→ **Texto citado**:
┌────────

Topo

“Discos-Fantasmas”: a gambiarra que sustentou nossas gravadoras

André Barcinski

21/11/2018 05h59

Você pode ter um "disco-fantasma" em casa e não saber.

Faça o teste: vá à estante e procure aquele vinil velho, geralmente uma coletânea de sucessos, e tente encontrar os créditos dos músicos. Se não encontrar, é boa a chance de o LP ser um autêntico "fantasma", um disco de covers gravados por músicos anônimos.

O anonimato dos músicos não significa que eles não fossem famosos. Pelo contrário: no Brasil e no exterior, muitos "discos-fantasmas" foram gravados por músicos conhecidos.

Lá fora, nomes como Elton John, Isaac Hayes, Phil Lynott e Leon Russell, todos em início de carreira, gravaram LPs com versões de músicas de sucesso.

No Brasil, integrantes de bandas como The Fevers e Roupa Nova também faturavam como músicos de estúdio, sem receber créditos nos discos.

Quando uma gravadora queria lançar uma canção de algum artista de outro selo, a solução mais fácil e barata era gravar uma versão. Na segunda metade dos anos 1970, com o mercado do disco em expansão e cada vez mais competitivo, a indústria dos covers proliferou.

Não foram só as gravadoras menores que apelaram a eles, mas as multinacionais também. A Odeon lançou a série "Década Explosiva Romântica", em que o grupo The Fevers tocava – sem créditos, claro – versões de "Bridge Over Troubled Water" (Simon & Garfunkel), "My Sweet Lord" (George Harrison), "Skyline Pigeon" (Elton John) e "Hey Jude" (Beatles). A Polygram atacou com a série "Festa de Sucessos", com versões de "You Are the Sunshine of My Life" (Stevie Wonder), "Why Can't We Live Together" (Timmy Thomas) e "Oh, Girl" (The Chi-Lites).

└────────

→ **Enunciado 1**:
Responda com base no texto sobre os discos-fantasmas:
(a) Integrantes de quais bandas brasileiras trabalhavam como músicos de estúdio sem receber créditos?
(b) Em que período a indústria dos covers proliferou?
(c) Qual era o nome da série lançada pela Polygram?
→ **Enunciado 2**:
Escreva a continuação do texto sobre os discos-fantasmas a partir do ponto em que ele termina.

→ **Lista de registros**:
┌────────

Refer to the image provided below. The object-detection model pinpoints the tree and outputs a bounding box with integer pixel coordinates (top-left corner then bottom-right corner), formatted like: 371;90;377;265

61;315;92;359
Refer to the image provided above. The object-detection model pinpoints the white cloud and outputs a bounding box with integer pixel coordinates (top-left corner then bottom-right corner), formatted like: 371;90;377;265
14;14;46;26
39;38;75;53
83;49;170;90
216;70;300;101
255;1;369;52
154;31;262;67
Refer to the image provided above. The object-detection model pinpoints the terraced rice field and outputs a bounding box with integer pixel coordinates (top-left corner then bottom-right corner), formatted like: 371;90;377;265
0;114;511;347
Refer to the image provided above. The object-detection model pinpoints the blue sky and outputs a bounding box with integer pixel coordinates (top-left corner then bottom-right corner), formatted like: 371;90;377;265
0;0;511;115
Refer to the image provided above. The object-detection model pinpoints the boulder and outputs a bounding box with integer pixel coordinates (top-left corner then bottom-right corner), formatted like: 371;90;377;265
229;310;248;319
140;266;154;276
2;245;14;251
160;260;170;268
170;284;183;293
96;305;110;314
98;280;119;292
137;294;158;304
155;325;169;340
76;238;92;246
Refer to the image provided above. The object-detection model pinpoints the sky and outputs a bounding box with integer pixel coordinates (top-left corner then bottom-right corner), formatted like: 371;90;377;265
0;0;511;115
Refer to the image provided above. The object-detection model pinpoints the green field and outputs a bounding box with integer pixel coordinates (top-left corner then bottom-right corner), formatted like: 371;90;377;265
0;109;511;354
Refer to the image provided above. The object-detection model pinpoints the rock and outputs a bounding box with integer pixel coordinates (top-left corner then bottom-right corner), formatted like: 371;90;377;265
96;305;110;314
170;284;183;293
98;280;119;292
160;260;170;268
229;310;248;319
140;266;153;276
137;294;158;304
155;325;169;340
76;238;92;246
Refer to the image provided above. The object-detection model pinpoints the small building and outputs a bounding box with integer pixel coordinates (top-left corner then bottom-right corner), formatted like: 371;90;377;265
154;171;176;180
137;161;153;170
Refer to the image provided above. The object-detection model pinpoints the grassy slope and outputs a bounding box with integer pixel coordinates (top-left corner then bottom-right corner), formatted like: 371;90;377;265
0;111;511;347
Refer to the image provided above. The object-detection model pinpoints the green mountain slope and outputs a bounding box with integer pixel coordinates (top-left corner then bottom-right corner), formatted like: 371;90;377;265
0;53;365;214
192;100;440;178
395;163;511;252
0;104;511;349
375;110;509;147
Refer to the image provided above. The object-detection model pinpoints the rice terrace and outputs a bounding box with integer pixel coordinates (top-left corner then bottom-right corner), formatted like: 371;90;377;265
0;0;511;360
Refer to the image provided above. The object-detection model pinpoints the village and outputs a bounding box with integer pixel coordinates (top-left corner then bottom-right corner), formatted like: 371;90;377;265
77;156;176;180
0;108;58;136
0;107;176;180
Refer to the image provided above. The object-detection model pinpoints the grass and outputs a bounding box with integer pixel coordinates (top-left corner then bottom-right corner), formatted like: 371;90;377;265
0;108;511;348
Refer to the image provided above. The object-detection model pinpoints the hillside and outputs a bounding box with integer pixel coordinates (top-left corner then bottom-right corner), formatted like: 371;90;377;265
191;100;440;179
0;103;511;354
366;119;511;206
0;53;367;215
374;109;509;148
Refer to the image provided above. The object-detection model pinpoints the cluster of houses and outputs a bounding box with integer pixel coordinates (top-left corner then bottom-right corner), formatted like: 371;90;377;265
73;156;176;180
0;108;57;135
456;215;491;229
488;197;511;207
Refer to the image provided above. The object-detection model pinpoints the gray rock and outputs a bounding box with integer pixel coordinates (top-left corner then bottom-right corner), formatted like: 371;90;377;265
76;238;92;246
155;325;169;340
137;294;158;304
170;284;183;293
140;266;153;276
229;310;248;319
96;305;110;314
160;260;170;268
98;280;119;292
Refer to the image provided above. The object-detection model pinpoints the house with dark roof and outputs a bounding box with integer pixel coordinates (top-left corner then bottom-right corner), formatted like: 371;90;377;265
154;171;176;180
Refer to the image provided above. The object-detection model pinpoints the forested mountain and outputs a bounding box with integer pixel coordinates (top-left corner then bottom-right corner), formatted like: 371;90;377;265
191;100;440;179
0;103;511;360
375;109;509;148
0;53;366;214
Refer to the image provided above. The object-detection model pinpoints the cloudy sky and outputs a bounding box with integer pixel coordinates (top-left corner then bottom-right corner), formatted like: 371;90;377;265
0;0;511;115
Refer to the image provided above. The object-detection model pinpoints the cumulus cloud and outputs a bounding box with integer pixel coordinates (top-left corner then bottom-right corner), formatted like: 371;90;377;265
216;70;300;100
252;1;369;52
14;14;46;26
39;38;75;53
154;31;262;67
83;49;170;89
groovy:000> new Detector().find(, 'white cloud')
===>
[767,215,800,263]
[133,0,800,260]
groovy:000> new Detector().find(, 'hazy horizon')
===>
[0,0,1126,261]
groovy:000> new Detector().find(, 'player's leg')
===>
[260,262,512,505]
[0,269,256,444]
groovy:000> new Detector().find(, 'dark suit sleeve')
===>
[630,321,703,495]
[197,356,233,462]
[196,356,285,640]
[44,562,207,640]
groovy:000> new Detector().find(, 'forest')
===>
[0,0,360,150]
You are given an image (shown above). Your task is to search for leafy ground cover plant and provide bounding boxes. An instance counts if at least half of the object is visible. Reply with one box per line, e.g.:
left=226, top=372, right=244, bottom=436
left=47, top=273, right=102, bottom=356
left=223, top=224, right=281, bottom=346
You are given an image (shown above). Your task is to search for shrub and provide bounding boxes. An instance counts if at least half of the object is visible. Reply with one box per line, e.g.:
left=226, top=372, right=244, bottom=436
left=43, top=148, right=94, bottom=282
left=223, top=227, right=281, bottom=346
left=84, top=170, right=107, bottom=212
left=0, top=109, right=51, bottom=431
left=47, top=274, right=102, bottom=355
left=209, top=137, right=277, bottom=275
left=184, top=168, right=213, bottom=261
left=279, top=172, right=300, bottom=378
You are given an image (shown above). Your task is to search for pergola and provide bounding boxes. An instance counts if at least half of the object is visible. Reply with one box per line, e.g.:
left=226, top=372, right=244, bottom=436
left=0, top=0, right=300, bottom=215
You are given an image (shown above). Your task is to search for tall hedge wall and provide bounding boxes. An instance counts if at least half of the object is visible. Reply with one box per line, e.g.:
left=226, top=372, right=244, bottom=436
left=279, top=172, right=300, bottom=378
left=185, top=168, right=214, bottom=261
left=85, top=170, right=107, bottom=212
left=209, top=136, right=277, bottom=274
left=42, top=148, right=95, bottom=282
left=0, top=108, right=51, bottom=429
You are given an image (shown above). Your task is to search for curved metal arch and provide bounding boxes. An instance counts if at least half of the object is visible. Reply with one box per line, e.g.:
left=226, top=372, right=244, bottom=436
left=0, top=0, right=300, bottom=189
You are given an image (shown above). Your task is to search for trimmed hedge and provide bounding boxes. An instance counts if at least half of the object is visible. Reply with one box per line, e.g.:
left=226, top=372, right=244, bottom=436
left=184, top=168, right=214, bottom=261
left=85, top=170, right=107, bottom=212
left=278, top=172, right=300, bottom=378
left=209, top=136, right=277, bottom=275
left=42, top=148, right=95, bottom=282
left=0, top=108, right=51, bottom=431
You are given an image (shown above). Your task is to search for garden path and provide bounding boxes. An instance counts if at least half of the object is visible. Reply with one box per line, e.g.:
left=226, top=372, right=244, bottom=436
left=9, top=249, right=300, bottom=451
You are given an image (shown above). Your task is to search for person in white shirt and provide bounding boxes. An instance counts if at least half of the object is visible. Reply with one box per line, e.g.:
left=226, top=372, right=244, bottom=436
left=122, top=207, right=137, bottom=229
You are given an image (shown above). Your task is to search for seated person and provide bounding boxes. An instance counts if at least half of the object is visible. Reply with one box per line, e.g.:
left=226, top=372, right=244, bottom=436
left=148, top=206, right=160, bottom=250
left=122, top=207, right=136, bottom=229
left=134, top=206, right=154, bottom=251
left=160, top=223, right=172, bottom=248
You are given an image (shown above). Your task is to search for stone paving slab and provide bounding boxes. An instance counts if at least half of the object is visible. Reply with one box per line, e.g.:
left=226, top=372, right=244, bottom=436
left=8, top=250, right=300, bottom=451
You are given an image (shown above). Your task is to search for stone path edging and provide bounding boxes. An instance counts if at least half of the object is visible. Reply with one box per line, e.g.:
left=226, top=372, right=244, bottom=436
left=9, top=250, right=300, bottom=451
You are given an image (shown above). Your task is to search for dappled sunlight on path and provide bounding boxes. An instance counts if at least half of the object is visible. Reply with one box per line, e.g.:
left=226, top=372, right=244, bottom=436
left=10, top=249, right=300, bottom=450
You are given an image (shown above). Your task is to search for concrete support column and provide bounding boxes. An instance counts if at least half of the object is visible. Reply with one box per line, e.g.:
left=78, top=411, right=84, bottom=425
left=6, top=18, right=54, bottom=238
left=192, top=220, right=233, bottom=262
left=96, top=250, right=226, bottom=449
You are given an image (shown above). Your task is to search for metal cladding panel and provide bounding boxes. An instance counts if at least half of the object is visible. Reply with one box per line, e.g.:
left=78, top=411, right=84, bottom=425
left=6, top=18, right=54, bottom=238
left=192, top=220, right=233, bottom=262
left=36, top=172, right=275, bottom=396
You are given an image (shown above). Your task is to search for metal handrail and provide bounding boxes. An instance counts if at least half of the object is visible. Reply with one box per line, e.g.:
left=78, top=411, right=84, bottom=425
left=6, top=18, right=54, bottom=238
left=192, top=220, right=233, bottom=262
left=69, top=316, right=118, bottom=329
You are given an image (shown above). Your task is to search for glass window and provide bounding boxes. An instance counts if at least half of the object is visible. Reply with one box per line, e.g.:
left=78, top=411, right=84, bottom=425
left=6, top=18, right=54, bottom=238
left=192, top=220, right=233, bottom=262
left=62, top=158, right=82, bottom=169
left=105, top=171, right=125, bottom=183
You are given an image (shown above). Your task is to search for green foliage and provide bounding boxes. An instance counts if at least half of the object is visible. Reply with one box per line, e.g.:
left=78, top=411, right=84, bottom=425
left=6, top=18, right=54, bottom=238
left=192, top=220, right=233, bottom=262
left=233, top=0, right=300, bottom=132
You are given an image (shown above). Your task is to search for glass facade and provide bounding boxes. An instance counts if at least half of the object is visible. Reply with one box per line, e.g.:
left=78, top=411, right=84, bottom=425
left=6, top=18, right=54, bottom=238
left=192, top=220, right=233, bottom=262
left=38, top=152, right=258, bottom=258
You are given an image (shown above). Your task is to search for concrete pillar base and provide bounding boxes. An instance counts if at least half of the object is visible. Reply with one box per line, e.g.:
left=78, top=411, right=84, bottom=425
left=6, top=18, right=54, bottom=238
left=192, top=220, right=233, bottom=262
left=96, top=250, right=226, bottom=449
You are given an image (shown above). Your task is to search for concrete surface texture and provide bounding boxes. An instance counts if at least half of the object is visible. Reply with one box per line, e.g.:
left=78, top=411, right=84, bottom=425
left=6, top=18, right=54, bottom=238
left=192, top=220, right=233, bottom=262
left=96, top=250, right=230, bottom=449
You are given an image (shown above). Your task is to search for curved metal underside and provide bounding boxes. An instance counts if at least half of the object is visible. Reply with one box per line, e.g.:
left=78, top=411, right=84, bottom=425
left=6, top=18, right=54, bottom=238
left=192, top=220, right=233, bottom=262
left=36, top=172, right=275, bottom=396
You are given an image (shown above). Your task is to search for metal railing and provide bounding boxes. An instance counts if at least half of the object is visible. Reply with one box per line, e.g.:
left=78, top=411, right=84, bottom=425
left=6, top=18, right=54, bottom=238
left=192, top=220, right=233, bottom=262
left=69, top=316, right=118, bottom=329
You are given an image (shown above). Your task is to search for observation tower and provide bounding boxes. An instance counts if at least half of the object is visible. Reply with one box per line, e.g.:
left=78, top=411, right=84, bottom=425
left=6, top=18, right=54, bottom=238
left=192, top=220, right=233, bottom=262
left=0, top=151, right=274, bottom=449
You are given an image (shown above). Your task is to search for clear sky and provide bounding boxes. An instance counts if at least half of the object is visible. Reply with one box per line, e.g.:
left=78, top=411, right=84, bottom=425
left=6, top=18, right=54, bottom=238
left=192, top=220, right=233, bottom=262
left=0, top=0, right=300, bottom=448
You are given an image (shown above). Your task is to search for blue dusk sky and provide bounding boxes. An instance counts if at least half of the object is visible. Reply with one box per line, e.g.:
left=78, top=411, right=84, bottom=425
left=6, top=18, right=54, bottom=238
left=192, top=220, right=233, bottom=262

└────────

→ **Resposta final 1**:
(a) The Fevers e Roupa Nova.
(b) Na segunda metade dos anos 1970.
(c) "Festa de Sucessos".

→ **Resposta final 2**:
Até a Som Livre, selo da Globo, passou anos faturando em cima de sucessos de outras gravadoras, como prova a série "Superparada – Sucessos Internacionais nas Paradas de Todo o Brasil", que trazia versões de hits como "Horse With No Name" (America), "You're a Lady" (Peter Skellern) e "The First Time I Saw Your Face" (Roberta Flack).

A qualidade das gravações variava enormemente. Algumas eram fiéis às originais, com bons arranjos e vocais em inglês correto; outras eram cantadas em puro "embromation". As séries "Premier Mundial" [sic] e "Superexplosão Mundial", da gravadora cid/Square, pareciam ter sido gravadas no fundo de uma caverna por cantores que estudaram inglês com o técnico Joel Santana.

Lançar um disco de covers era um excelente negócio: os músicos de estúdio recebiam cachês fixos, sem direitos autorais, e o custo de produção do álbum era baixíssimo.

Quando a Polydor lançou o LP com a trilha sonora do filme "Grease – Nos Tempos da Brilhantina" (1978), pelo menos três discos de covers chegaram às lojas brasileiras ao mesmo tempo. Um deles, lançado pela RGE, não trazia nenhuma informação sobre os músicos, a não ser um nome claramente inventado: The Fantastic Soundtrack Band.

O LP "Grease" gravado por The Fantastic Soundtrack Band. Quem?

Outro LP, do obscuro selo Aladdin, ligado à gravadora K-Tel, tinha um desenho tosco na capa, imitando John Travolta e Olivia Newton-John, e trazia versões produzidas pela gravadora alemã Countdown, especializada em covers. "Existiam muitas empresas na Europa e nos Estados Unidos, como a Countdown, a Odissey e a PPX, que só vendiam covers", conta Hélio Costa Manso, que foi executivo da RGE e Som Livre. "Você comprava um cover por 200 dólares. Elas vendiam as músicas com vocal ou sem vocal, caso você quisesse gravar os vocais em português e incluir na música. Era fantástico."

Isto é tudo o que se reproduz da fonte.